## EXERCISES TO COMPLETE
• A. In the analytics interview, for how many years has the speaker worked in analytics roles?
• B. For each statement, say whether it agrees with the analytics interview: (i) The speaker has worked only in private settings. (ii) The speaker advises accepting other people's differing views. (iii) The speaker says insights based on data help align views and expectations.

## PASSAGE TO READ
====

What has been the highlight of your career in the industry to date?

 

Over the last 20 years, I have worked in analytics roles in different capacities and settings, from an analyst to an executive, across public and private settings and different geographies. As an executive, I have taken pleasure in successfully building analytics teams from the ground up, leading professionals from diverse backgrounds to new levels of success in a variety of competitive roles and fast-paced environments. Changing culture, embedding data and analytics in the core of a business and developing talent -along with delivering business value and successfully demonstrating that - has been the most rewarding element of my work to date.

 

If you could give your younger self some advice about how to progress in this industry, what would it be?

 

Be open and engage others in your work. Don’t get frustrated easily and accept others’ differing views and find ways to move things forward even if you have to amend your original intentions. The power and value of insights based on data will help align views and expectations.

 

Did 2018 turn out the way you expected? If not, in what ways was it different?

====

Location identification items
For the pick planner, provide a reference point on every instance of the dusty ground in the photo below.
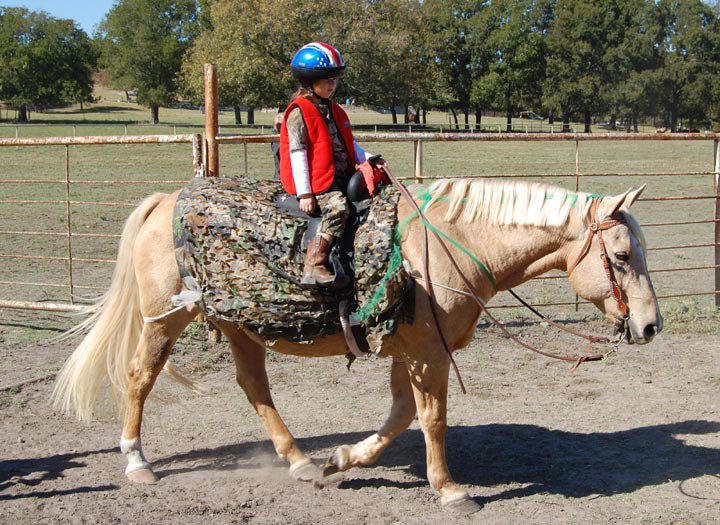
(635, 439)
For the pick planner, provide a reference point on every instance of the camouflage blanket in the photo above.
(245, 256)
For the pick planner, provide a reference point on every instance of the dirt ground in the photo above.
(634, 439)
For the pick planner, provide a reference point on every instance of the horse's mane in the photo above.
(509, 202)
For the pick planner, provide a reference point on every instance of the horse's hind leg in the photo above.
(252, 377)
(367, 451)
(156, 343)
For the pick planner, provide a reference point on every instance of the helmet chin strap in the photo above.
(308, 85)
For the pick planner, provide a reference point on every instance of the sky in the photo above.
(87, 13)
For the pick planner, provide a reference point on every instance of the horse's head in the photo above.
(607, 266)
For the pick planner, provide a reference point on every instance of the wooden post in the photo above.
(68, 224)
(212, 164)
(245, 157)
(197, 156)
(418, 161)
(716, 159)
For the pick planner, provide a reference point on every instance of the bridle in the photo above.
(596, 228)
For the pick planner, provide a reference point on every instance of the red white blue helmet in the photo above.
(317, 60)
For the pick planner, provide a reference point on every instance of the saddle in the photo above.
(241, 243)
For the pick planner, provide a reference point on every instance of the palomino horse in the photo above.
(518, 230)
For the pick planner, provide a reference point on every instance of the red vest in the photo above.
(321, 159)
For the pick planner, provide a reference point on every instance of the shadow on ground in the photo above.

====

## ANSWER SET
• A. Over the last 20 years.

• B.
(i) No: "across public and private settings and different geographies"
(ii) Yes: "accept others’ differing views"
(iii) Yes: "The power and value of insights based on data will help align views and expectations."